Task requirements:
Reproduce all of the material word for word.

..............................

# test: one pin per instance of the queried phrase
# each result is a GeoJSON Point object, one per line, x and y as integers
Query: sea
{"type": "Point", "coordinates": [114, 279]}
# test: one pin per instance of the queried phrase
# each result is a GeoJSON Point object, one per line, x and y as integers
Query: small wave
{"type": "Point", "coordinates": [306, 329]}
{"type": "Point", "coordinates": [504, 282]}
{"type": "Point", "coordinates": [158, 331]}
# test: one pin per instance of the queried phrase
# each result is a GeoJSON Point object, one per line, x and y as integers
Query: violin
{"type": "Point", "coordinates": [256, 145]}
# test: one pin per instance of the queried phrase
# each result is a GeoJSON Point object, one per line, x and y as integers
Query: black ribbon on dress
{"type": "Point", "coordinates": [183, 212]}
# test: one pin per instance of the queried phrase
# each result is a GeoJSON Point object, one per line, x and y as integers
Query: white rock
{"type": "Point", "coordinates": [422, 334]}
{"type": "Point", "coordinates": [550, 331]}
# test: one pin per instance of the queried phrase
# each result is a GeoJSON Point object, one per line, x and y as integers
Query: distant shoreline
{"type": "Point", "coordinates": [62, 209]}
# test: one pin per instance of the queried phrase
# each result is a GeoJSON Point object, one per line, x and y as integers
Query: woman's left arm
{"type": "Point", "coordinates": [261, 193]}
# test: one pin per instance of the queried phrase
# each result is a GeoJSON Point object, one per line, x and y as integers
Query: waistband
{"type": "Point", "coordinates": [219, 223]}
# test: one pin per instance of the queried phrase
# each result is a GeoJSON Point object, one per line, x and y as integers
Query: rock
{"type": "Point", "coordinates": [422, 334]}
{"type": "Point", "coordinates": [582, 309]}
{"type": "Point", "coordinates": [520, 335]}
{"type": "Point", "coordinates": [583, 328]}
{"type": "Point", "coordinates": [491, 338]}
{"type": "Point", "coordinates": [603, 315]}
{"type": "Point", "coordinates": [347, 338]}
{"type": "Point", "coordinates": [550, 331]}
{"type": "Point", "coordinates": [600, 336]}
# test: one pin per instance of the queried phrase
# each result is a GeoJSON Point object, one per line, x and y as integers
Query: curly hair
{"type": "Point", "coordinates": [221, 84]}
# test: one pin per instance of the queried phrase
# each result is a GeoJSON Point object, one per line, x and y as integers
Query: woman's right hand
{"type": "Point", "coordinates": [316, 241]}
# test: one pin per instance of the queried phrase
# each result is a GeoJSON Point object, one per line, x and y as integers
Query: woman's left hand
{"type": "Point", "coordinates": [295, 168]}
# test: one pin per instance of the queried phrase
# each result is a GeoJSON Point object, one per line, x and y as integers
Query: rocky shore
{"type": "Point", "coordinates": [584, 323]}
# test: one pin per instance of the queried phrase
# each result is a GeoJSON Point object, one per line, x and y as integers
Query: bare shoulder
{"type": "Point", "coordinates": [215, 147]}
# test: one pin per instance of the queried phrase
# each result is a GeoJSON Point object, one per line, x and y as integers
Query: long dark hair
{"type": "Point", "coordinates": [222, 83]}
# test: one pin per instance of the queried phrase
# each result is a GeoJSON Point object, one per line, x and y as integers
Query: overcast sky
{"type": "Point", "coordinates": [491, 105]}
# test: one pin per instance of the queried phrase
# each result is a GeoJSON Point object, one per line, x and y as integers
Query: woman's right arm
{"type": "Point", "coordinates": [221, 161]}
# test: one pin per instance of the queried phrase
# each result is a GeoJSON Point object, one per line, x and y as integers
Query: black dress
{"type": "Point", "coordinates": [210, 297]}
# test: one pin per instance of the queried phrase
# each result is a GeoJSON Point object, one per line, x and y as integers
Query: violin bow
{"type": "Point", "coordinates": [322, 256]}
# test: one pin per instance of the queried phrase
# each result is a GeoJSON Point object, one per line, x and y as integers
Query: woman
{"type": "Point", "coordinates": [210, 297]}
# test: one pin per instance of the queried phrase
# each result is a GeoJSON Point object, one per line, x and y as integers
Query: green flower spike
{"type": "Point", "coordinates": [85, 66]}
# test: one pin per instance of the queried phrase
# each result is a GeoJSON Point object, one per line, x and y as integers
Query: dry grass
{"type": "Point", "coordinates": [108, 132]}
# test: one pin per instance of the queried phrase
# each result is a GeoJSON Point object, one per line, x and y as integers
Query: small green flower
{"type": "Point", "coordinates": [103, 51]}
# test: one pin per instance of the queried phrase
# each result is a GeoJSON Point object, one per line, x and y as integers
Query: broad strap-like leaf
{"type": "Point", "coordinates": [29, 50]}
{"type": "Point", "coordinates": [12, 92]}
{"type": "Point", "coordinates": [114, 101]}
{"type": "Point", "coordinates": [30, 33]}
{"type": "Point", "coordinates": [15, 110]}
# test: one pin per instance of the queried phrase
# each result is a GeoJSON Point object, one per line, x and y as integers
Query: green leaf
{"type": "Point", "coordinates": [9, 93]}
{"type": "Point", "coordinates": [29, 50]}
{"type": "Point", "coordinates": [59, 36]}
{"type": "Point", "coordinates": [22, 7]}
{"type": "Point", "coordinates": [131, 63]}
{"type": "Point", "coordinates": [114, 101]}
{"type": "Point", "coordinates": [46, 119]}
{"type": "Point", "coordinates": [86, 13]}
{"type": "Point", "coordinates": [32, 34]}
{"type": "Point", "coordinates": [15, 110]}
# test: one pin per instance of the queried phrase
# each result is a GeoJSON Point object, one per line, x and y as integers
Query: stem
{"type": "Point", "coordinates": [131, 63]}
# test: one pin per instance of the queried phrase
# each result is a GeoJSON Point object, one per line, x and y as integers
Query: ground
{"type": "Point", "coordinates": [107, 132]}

..............................

Response to the task:
# test: one pin per instance of the queried phrase
# each result is a GeoJSON Point object, one per line, x and y as integers
Query: sea
{"type": "Point", "coordinates": [114, 279]}
# test: one pin per instance of the queried phrase
# each result is a GeoJSON Point object, one per line, x and y as integers
Query: small wave
{"type": "Point", "coordinates": [306, 329]}
{"type": "Point", "coordinates": [504, 282]}
{"type": "Point", "coordinates": [158, 331]}
# test: one pin per instance of the queried phrase
# each result is a GeoJSON Point object, one per line, x and y as integers
Query: violin
{"type": "Point", "coordinates": [256, 145]}
# test: one pin per instance of the queried phrase
# each result is a GeoJSON Point object, one per line, x and y as integers
Query: black ribbon on dress
{"type": "Point", "coordinates": [183, 212]}
# test: one pin per instance of the queried phrase
# each result is a GeoJSON Point object, one per line, x and y as integers
Query: white rock
{"type": "Point", "coordinates": [422, 334]}
{"type": "Point", "coordinates": [550, 331]}
# test: one pin per instance of the queried phrase
# each result is a GeoJSON Point object, one per line, x and y as integers
Query: distant shoreline
{"type": "Point", "coordinates": [62, 209]}
# test: one pin per instance of the queried phrase
# each result is a GeoJSON Point object, one per line, x and y as integers
Query: woman's left arm
{"type": "Point", "coordinates": [261, 193]}
# test: one pin per instance of the queried phrase
# each result is a GeoJSON Point object, one per line, x and y as integers
Query: waistband
{"type": "Point", "coordinates": [219, 223]}
# test: one pin per instance of the queried phrase
# each result is a GeoJSON Point object, one per line, x and y as integers
Query: rock
{"type": "Point", "coordinates": [422, 334]}
{"type": "Point", "coordinates": [582, 309]}
{"type": "Point", "coordinates": [520, 335]}
{"type": "Point", "coordinates": [583, 328]}
{"type": "Point", "coordinates": [491, 338]}
{"type": "Point", "coordinates": [603, 315]}
{"type": "Point", "coordinates": [347, 338]}
{"type": "Point", "coordinates": [550, 331]}
{"type": "Point", "coordinates": [600, 336]}
# test: one pin per instance of the queried phrase
# each result is a GeoJSON Point object, one per line, x and y as integers
Query: curly hair
{"type": "Point", "coordinates": [221, 84]}
# test: one pin per instance of the queried phrase
# each result is a GeoJSON Point object, one per line, x and y as integers
Query: woman's right hand
{"type": "Point", "coordinates": [316, 241]}
# test: one pin per instance of the queried phrase
# each result is a GeoJSON Point object, one per line, x and y as integers
Query: woman's left hand
{"type": "Point", "coordinates": [295, 168]}
# test: one pin per instance of the queried phrase
# each result is a GeoJSON Point object, one per line, x and y as integers
Query: rocky shore
{"type": "Point", "coordinates": [584, 323]}
# test: one pin per instance of the queried phrase
# each result is a GeoJSON Point object, one per line, x and y as integers
Query: bare shoulder
{"type": "Point", "coordinates": [215, 147]}
# test: one pin per instance of the queried phrase
# each result is a GeoJSON Point object, one per line, x and y as integers
Query: long dark hair
{"type": "Point", "coordinates": [222, 83]}
# test: one pin per instance of the queried phrase
# each result is a GeoJSON Point object, one per line, x and y as integers
Query: overcast sky
{"type": "Point", "coordinates": [491, 105]}
# test: one pin per instance of the queried phrase
# each result is a GeoJSON Point object, one per line, x and y as integers
Query: woman's right arm
{"type": "Point", "coordinates": [221, 161]}
# test: one pin per instance of the queried phrase
# each result is a GeoJSON Point object, one per line, x and y as integers
Query: black dress
{"type": "Point", "coordinates": [210, 297]}
# test: one pin per instance of the queried phrase
# each result is a GeoJSON Point object, one per line, x and y as integers
Query: violin bow
{"type": "Point", "coordinates": [322, 256]}
# test: one pin per instance of the queried phrase
# each result is a GeoJSON Point object, one per line, x and y as integers
Query: woman
{"type": "Point", "coordinates": [210, 297]}
# test: one pin per instance of the queried phrase
# each result is a GeoJSON Point object, one per line, x and y as integers
Query: green flower spike
{"type": "Point", "coordinates": [85, 66]}
# test: one pin per instance of the queried phrase
# each result is a GeoJSON Point object, one per line, x and y as integers
Query: dry grass
{"type": "Point", "coordinates": [108, 132]}
# test: one pin per instance of the queried phrase
# each result is a GeoJSON Point object, one per line, x and y as integers
Query: small green flower
{"type": "Point", "coordinates": [103, 51]}
# test: one pin per instance of the queried phrase
# each result is a GeoJSON Point object, one per line, x and y as integers
Query: broad strap-like leaf
{"type": "Point", "coordinates": [29, 50]}
{"type": "Point", "coordinates": [12, 92]}
{"type": "Point", "coordinates": [114, 101]}
{"type": "Point", "coordinates": [30, 33]}
{"type": "Point", "coordinates": [15, 110]}
# test: one pin per instance of the queried phrase
# each result is a GeoJSON Point object, one per line, x and y as integers
Query: green leaf
{"type": "Point", "coordinates": [9, 93]}
{"type": "Point", "coordinates": [29, 50]}
{"type": "Point", "coordinates": [59, 36]}
{"type": "Point", "coordinates": [22, 7]}
{"type": "Point", "coordinates": [131, 63]}
{"type": "Point", "coordinates": [114, 101]}
{"type": "Point", "coordinates": [46, 119]}
{"type": "Point", "coordinates": [86, 13]}
{"type": "Point", "coordinates": [32, 34]}
{"type": "Point", "coordinates": [15, 110]}
# test: one pin per instance of the queried phrase
# each result is a GeoJSON Point object, one per line, x and y as integers
Query: stem
{"type": "Point", "coordinates": [131, 63]}
# test: one pin per instance of the queried phrase
# each result is a GeoJSON Point object, one per line, x and y as integers
Query: ground
{"type": "Point", "coordinates": [107, 132]}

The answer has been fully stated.